→ **What the task asks**: Extract every line starting at the line that contains "the white number" and ending with the final line of the data, inclusive; give only those lines, word for word.

→ **Information provided**:
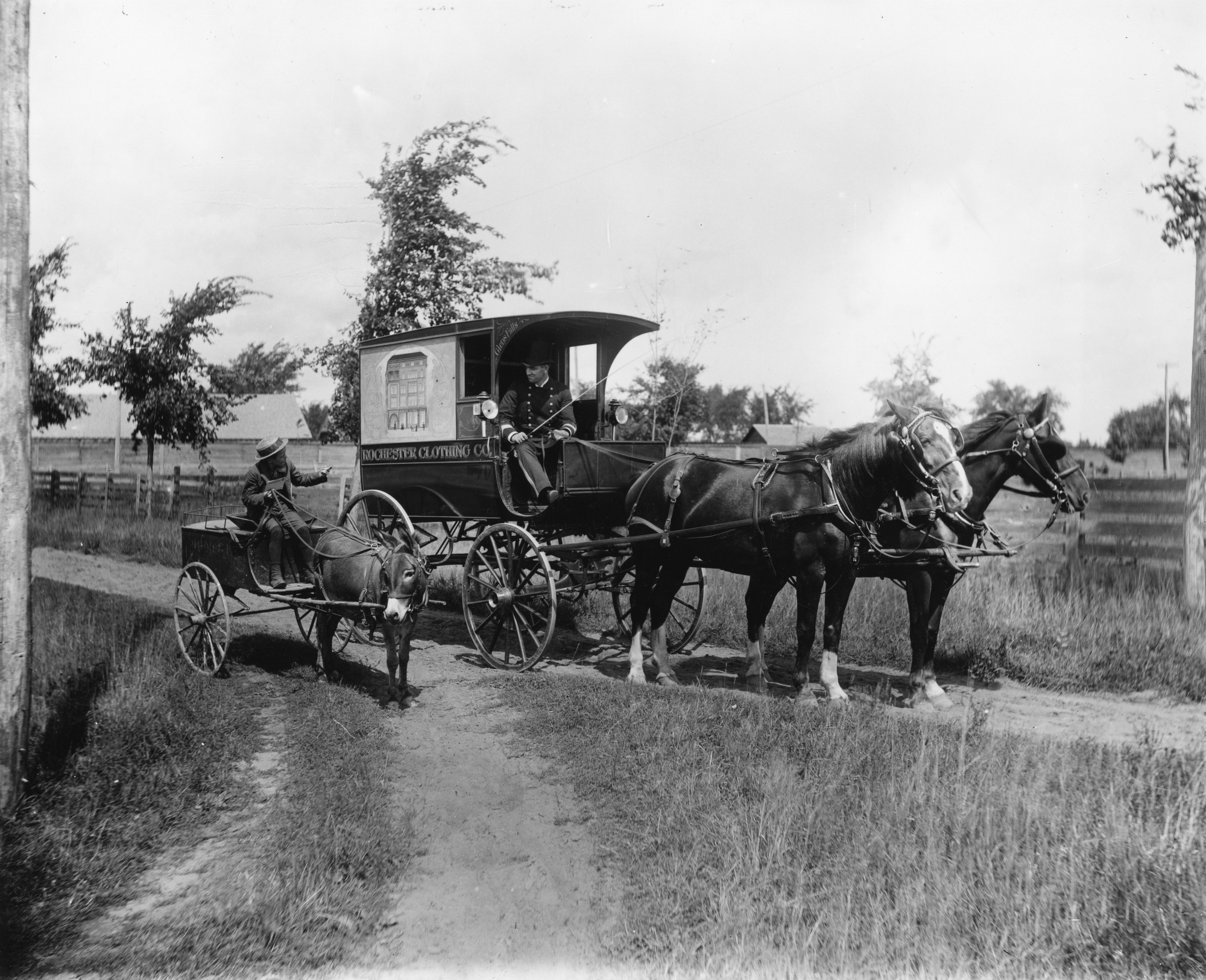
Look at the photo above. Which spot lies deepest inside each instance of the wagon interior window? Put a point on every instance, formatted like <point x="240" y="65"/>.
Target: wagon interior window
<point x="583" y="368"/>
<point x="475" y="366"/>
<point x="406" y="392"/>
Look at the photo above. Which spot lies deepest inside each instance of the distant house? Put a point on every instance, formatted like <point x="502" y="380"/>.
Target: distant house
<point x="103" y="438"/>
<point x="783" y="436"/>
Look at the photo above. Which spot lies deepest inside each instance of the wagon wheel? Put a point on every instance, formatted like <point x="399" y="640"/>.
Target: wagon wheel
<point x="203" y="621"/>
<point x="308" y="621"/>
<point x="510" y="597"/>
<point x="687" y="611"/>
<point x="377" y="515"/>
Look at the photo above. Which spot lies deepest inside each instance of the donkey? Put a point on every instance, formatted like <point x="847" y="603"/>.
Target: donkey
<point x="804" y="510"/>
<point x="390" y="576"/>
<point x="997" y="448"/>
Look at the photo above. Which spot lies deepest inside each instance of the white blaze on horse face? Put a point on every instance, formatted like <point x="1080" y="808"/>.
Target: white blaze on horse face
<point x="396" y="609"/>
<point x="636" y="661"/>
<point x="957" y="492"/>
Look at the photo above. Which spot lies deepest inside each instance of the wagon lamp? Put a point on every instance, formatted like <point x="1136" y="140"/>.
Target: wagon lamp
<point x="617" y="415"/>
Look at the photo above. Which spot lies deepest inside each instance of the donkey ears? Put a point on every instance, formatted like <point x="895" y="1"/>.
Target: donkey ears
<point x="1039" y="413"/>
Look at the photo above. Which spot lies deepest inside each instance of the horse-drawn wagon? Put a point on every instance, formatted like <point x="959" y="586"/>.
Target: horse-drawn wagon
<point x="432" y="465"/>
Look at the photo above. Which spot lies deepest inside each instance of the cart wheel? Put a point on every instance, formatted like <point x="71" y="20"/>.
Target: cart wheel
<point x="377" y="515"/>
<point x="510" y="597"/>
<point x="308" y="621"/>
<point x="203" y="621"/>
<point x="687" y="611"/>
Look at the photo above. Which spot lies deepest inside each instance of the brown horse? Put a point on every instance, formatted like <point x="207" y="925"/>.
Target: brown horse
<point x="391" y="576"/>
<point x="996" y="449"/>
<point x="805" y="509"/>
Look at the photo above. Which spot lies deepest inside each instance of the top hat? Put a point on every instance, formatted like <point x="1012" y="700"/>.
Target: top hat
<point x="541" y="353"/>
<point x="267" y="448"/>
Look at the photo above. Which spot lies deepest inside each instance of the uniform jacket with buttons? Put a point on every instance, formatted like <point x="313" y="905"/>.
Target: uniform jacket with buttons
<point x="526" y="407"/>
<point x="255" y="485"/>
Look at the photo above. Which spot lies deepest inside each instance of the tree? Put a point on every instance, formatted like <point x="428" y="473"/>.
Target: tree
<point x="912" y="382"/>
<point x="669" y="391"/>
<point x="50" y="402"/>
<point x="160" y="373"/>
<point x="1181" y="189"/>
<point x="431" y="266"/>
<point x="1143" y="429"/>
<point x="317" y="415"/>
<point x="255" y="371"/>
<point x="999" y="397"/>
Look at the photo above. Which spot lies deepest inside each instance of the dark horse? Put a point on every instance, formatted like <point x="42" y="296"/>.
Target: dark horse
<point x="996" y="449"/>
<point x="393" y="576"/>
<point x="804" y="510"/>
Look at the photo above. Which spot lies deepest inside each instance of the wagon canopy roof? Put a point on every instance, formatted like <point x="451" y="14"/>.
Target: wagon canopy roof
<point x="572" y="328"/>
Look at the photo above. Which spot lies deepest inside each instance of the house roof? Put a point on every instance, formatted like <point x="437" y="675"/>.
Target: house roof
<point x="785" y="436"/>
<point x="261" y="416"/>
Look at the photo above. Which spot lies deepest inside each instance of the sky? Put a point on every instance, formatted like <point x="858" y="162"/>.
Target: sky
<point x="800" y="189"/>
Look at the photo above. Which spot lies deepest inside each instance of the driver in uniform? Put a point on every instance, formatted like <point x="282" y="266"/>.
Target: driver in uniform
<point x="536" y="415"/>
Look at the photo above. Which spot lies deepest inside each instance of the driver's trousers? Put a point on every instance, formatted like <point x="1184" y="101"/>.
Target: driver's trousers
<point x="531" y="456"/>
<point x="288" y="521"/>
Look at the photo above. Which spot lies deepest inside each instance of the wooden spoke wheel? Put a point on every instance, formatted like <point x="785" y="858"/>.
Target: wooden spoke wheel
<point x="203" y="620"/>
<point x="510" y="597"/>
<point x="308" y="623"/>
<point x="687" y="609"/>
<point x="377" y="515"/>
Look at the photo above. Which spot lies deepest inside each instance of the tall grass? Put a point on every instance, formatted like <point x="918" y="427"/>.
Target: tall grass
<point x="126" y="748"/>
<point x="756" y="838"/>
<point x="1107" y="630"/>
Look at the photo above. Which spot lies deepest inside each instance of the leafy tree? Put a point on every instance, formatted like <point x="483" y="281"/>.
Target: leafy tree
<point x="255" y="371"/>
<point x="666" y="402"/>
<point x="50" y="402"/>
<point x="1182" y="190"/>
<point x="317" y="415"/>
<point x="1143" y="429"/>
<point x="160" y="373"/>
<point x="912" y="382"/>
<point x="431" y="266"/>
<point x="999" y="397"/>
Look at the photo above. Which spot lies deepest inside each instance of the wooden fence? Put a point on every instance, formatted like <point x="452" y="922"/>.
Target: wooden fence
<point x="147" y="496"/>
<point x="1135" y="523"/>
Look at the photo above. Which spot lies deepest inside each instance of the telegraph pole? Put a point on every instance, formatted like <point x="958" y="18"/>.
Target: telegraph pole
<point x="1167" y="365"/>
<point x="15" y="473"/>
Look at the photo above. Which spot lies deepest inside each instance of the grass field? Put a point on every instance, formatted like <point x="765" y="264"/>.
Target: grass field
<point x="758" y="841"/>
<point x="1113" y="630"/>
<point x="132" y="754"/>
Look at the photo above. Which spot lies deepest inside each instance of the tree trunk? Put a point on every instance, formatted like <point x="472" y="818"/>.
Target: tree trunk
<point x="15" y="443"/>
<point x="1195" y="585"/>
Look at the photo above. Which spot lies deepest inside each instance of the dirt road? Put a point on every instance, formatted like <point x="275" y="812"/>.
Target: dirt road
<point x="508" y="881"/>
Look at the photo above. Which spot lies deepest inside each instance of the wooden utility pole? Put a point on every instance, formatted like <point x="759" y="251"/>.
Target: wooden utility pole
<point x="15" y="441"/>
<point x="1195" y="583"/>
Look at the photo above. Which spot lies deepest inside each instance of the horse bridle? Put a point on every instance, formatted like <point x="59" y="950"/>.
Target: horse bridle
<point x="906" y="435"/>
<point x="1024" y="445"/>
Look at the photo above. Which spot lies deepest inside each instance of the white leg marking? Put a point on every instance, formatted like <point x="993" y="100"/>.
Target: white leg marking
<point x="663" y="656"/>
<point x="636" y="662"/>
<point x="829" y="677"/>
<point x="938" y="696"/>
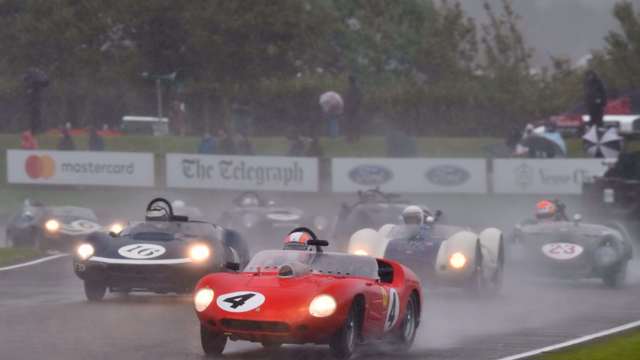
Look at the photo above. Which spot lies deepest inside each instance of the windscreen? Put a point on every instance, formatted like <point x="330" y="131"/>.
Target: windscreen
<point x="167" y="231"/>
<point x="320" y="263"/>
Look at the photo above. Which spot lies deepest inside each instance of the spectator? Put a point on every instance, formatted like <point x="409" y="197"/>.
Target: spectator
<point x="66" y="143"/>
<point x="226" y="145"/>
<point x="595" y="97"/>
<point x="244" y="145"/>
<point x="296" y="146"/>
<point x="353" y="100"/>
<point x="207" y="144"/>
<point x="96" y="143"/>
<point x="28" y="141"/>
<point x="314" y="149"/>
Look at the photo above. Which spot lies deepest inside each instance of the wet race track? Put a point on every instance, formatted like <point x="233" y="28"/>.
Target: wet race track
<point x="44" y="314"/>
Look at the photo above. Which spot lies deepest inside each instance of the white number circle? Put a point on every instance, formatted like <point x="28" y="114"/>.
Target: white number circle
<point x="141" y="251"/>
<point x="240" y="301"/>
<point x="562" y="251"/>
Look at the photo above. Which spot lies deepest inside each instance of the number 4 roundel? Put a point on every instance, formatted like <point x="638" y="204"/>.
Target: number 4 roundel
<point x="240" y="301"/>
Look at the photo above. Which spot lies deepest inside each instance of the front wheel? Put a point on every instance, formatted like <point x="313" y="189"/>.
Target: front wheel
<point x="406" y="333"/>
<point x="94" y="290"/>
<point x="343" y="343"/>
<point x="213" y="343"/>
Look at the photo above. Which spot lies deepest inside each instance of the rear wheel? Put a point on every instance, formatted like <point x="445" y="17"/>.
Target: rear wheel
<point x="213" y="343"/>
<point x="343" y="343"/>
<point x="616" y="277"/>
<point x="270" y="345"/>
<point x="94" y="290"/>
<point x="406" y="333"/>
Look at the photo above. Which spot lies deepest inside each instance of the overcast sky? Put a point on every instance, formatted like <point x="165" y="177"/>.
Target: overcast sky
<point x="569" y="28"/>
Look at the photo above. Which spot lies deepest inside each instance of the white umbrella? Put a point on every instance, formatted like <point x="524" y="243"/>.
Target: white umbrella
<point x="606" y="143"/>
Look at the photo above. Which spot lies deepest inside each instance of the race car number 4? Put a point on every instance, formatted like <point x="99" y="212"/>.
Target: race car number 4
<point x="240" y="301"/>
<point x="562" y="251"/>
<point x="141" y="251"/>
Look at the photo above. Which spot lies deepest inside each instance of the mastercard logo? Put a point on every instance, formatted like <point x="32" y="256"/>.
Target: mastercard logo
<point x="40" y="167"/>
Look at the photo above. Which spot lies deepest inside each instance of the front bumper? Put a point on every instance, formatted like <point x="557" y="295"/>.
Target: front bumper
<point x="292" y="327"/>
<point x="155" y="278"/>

→ **Result of this exercise**:
Look at the photo above. Which spot lies deepest inside each instance of the white number circle? Put a point on every instance, formatted like <point x="28" y="114"/>.
Target: white number circle
<point x="141" y="251"/>
<point x="240" y="301"/>
<point x="562" y="251"/>
Look at the photo above. Which spot lies deepest inside each instance of the number 4 roundel? Put a point on every instance, formatted like <point x="638" y="204"/>.
Target: number 4 roundel
<point x="240" y="301"/>
Look at the photo above. Which spot lies deepest inside each instance of the front wheel? Put a point on every instance, formatted like <point x="313" y="189"/>.
Target: front wheel
<point x="406" y="333"/>
<point x="94" y="290"/>
<point x="343" y="343"/>
<point x="213" y="343"/>
Look at the photo above. Which spot lies deepest inside each instance of the rear wheel? Put a point on every instance, formatted like <point x="445" y="17"/>.
Target: rear wheel
<point x="213" y="343"/>
<point x="343" y="343"/>
<point x="616" y="277"/>
<point x="270" y="345"/>
<point x="94" y="290"/>
<point x="406" y="333"/>
Look at the photo above. Which spot lies deepest inside each instance of the overcast sky? Put a point on every instance, formatted like <point x="165" y="177"/>.
Target: overcast sky
<point x="569" y="28"/>
Look at the photo above. Which spot lies deepest inside each instance of the white umbrella? Put a point on every instance, formatted like <point x="524" y="243"/>.
Target: white umbrella
<point x="606" y="143"/>
Look at the photo above. Which spot lies deepest inside each instance of the race car number 4? Put a point on every instance, formatted like <point x="99" y="212"/>.
Target: race car number 4
<point x="240" y="301"/>
<point x="562" y="251"/>
<point x="141" y="251"/>
Look at the photo above. Which spot lies deepest inside each instance of the mastercard logo? Put a point on every instance, formatted like <point x="32" y="256"/>.
Target: mastercard logo
<point x="40" y="167"/>
Look at the photo above. Which spot lies deepest inside each instance of the front bumper? Put a point on every instance, formatted like <point x="557" y="295"/>.
Target: front bumper
<point x="292" y="327"/>
<point x="155" y="278"/>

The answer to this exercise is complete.